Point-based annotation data
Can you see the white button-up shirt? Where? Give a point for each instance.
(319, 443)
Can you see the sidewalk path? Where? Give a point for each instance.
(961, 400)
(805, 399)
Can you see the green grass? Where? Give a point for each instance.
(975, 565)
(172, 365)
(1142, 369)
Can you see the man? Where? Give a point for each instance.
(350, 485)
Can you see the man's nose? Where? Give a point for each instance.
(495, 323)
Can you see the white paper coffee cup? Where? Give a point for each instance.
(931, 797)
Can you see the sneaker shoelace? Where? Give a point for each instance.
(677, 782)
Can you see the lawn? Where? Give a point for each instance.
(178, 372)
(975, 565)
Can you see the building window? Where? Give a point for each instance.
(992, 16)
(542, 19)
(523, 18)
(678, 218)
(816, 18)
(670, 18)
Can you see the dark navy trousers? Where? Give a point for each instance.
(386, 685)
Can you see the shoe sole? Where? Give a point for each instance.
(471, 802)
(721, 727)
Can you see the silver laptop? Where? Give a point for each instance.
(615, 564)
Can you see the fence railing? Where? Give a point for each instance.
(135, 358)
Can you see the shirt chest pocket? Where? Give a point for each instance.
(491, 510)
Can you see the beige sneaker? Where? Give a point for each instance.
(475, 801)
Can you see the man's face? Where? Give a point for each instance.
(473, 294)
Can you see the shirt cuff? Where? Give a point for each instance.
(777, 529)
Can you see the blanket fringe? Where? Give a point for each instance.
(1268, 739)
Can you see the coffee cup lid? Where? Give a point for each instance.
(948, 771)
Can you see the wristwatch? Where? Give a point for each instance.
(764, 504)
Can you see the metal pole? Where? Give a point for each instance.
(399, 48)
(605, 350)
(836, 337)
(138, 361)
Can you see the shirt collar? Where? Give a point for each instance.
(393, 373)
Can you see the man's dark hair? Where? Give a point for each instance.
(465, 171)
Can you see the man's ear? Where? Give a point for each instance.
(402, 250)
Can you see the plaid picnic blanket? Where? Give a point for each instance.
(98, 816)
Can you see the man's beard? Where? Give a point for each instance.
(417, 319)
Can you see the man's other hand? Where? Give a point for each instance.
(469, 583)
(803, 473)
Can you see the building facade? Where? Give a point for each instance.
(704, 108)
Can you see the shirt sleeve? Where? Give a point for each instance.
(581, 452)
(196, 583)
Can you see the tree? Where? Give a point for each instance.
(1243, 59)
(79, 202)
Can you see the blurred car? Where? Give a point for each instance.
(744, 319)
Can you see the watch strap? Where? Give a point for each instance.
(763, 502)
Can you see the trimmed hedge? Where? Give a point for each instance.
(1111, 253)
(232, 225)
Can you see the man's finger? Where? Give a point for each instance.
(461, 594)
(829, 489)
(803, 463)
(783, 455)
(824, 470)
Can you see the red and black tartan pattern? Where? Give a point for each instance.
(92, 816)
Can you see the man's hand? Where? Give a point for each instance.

### What you will do
Give again the lines from the line holding "Can you see the building facade?" through the close of the listing, both included, exactly as written and with nothing else.

### Written response
Can you see the building facade? Where? Give a point for each instance.
(704, 108)
Can you see the shirt sleeve? Where? Give a point for each instance.
(581, 452)
(196, 583)
Can you see the tree? Where? Give a point for each instance.
(1243, 59)
(79, 202)
Can you see the blurred car? Where? Give a point for each instance.
(744, 319)
Can you see the watch strap? Where? Give a point for each instance.
(763, 502)
Can you see the trimmed hedge? Where? Give a point for each instance.
(1111, 253)
(232, 225)
Can you see the man's finger? Where? Give a point for each instance.
(461, 594)
(829, 489)
(803, 463)
(783, 455)
(824, 470)
Can you see the red and black tartan pattern? Where? Give a point for each instance.
(92, 816)
Can you see the man's hand? Where? Give a point for each instance.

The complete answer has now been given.